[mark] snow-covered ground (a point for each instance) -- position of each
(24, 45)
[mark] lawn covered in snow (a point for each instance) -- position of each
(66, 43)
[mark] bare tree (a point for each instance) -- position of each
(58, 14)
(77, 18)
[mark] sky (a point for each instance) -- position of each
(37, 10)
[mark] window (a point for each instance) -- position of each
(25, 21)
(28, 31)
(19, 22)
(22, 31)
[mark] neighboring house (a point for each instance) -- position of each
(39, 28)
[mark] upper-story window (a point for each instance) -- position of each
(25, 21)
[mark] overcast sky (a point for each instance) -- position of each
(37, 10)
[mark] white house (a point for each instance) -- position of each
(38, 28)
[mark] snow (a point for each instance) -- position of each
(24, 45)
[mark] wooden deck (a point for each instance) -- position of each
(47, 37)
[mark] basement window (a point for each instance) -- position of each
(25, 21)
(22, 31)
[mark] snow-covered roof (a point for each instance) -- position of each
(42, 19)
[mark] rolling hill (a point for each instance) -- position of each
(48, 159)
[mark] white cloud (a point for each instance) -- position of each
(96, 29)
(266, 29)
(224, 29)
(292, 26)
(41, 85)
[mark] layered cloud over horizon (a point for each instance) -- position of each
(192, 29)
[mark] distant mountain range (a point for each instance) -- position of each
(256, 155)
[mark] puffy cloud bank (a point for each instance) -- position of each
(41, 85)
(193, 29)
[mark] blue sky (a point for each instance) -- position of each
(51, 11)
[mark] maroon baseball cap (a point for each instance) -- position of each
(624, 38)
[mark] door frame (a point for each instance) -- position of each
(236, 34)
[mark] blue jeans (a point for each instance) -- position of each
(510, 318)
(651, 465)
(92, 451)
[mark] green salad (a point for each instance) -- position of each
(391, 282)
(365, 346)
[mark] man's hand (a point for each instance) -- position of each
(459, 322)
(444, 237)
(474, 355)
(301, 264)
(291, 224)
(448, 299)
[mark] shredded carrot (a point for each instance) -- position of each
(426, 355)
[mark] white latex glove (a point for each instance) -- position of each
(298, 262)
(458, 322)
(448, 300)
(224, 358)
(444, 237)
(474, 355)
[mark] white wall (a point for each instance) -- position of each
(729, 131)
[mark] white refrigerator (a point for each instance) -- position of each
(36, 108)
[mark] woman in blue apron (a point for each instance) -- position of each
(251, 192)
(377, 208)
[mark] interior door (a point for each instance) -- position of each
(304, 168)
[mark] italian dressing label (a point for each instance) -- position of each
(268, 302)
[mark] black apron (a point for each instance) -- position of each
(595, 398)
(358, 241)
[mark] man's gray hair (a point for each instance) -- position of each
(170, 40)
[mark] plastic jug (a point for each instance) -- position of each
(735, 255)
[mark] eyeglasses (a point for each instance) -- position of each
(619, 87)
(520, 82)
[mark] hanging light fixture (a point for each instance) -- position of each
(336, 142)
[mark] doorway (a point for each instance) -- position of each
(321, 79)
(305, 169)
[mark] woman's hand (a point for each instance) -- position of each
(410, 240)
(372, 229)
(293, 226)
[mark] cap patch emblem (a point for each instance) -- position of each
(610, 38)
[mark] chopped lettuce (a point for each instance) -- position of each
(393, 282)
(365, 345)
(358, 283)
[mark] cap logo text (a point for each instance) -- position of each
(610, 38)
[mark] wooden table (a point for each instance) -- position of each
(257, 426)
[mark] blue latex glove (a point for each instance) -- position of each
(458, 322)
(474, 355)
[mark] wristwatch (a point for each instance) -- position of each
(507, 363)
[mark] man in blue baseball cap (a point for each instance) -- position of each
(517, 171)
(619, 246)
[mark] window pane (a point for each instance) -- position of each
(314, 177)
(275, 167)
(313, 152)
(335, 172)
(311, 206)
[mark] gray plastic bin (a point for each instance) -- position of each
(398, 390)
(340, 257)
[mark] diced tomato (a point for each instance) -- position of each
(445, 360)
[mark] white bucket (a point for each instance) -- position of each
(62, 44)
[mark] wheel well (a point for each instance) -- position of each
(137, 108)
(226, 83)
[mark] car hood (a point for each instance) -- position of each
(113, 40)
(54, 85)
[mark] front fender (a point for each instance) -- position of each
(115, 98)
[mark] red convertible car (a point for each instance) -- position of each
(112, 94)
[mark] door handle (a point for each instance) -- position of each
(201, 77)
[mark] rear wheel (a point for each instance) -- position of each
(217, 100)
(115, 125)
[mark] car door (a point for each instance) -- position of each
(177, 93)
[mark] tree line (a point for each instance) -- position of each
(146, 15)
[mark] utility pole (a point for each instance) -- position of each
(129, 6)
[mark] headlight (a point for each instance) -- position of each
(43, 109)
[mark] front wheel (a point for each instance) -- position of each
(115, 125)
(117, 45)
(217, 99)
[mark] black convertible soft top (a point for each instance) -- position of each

• Problem details: Recopy the entries above exactly, with every line included.

• Reply:
[mark] snow-covered ground (a point for each instance) -- position of each
(24, 45)
[mark] lawn covered in snow (a point for each instance) -- position of each
(66, 43)
[mark] bare tree (a point for each instance) -- position of each
(58, 14)
(77, 18)
[mark] sky (a point for each instance) -- position of each
(37, 10)
[mark] window (a point for each instance) -- position of each
(25, 21)
(28, 31)
(19, 22)
(22, 31)
[mark] neighboring house (a point for each instance) -- position of each
(39, 28)
[mark] upper-story window (a point for each instance) -- position of each
(25, 21)
[mark] overcast sky (a point for each instance) -- position of each
(37, 10)
[mark] white house (a point for each instance) -- position of each
(38, 28)
[mark] snow (a point for each instance) -- position of each
(24, 45)
[mark] wooden deck (a point for each instance) -- position of each
(47, 37)
[mark] basement window (a point for each instance) -- position of each
(25, 21)
(22, 31)
[mark] snow-covered roof (a point for each instance) -- position of each
(42, 19)
[mark] rolling hill (a point for each instance) -- position of each
(48, 159)
[mark] white cloud (a point for each instance) -- position of each
(96, 29)
(266, 29)
(224, 29)
(292, 26)
(41, 85)
[mark] layered cloud over horizon (a point for each instance) -- position of each
(192, 29)
[mark] distant mountain range (a point for each instance) -- position of each
(256, 155)
[mark] puffy cloud bank (a point for each instance) -- position of each
(41, 85)
(193, 29)
[mark] blue sky (a point for each instance) -- position of each
(51, 11)
[mark] maroon baseball cap (a point for each instance) -- position of each
(624, 38)
[mark] door frame (a point for each instance) -- position of each
(236, 34)
[mark] blue jeans (a point for each instance) -- position of each
(510, 318)
(651, 465)
(92, 451)
[mark] green salad (a point for each instance) -- position of each
(391, 282)
(365, 346)
[mark] man's hand (a point for each instance) -- position of each
(459, 322)
(444, 237)
(474, 355)
(301, 264)
(291, 224)
(448, 299)
[mark] shredded carrot (a point for each instance) -- position of each
(426, 355)
[mark] white latex glove (a point for each instance) -- position of each
(298, 262)
(458, 322)
(448, 300)
(224, 358)
(444, 237)
(474, 355)
[mark] white wall (a point for each instance) -- position of each
(729, 131)
[mark] white refrigerator (a point for each instance) -- position of each
(36, 108)
[mark] woman in blue apron (a point for each instance) -- position of each
(251, 192)
(377, 208)
[mark] interior door (a point for each instance) -- position of each
(304, 168)
[mark] italian dressing label (a point for each instance) -- position of each
(268, 302)
[mark] black apron (a point for each instance) -- position of each
(595, 398)
(358, 241)
[mark] man's gray hair (a point for each instance) -- position of each
(170, 40)
[mark] plastic jug (a point for each instance) -- position of each
(735, 255)
[mark] eyeglasses (a point for each instance) -- position of each
(619, 87)
(520, 82)
[mark] hanging light fixture (a point for each instance) -- position of each
(336, 142)
[mark] doorway (a point for each instance) -- position of each
(321, 79)
(305, 169)
[mark] woman's hand (a point for each instance) -- position of each
(410, 240)
(372, 229)
(293, 226)
[mark] cap patch emblem (a point for each instance) -- position of each
(610, 38)
[mark] chopped lettuce (a point for each instance) -- position of each
(393, 282)
(365, 345)
(358, 283)
[mark] cap logo text (a point for each instance) -- position of each
(610, 38)
[mark] wooden table (a point for each instance) -- position of each
(257, 426)
[mark] blue latex glove (a point for each instance) -- position of each
(458, 322)
(474, 355)
[mark] wristwatch (a point for each instance) -- position of each
(507, 363)
[mark] man in blue baseball cap (a point for each instance) -- position of each
(517, 171)
(619, 246)
[mark] window pane (a point for each instance) -- position of each
(314, 177)
(275, 167)
(313, 152)
(335, 172)
(311, 206)
[mark] gray plastic bin (a point for each instance) -- position of each
(398, 390)
(340, 257)
[mark] diced tomato (a point for each instance) -- position of each
(445, 360)
[mark] white bucket (a point for each instance) -- position of each
(62, 44)
[mark] wheel well (a point for each instance) -- position of each
(137, 108)
(226, 83)
[mark] car hood (a point for each instance) -- position of each
(113, 40)
(54, 85)
[mark] front fender (a point for each instance) -- position of each
(115, 98)
[mark] red convertible car (a point for each instance) -- position of each
(112, 94)
[mark] door handle (a point for each instance) -- position of each
(201, 77)
[mark] rear wheel (a point for each instance) -- position of each
(217, 100)
(115, 125)
[mark] car door (a point for each instance) -- position of each
(177, 93)
[mark] tree line (a point for each instance) -- position of each
(146, 15)
[mark] utility pole (a point for each instance) -- position of each
(129, 6)
[mark] headlight (a point for each instance) -- position of each
(43, 109)
[mark] front wheel (a point for each instance) -- position of each
(115, 125)
(117, 45)
(217, 99)
[mark] black convertible soft top (a point for each instance) -- position of each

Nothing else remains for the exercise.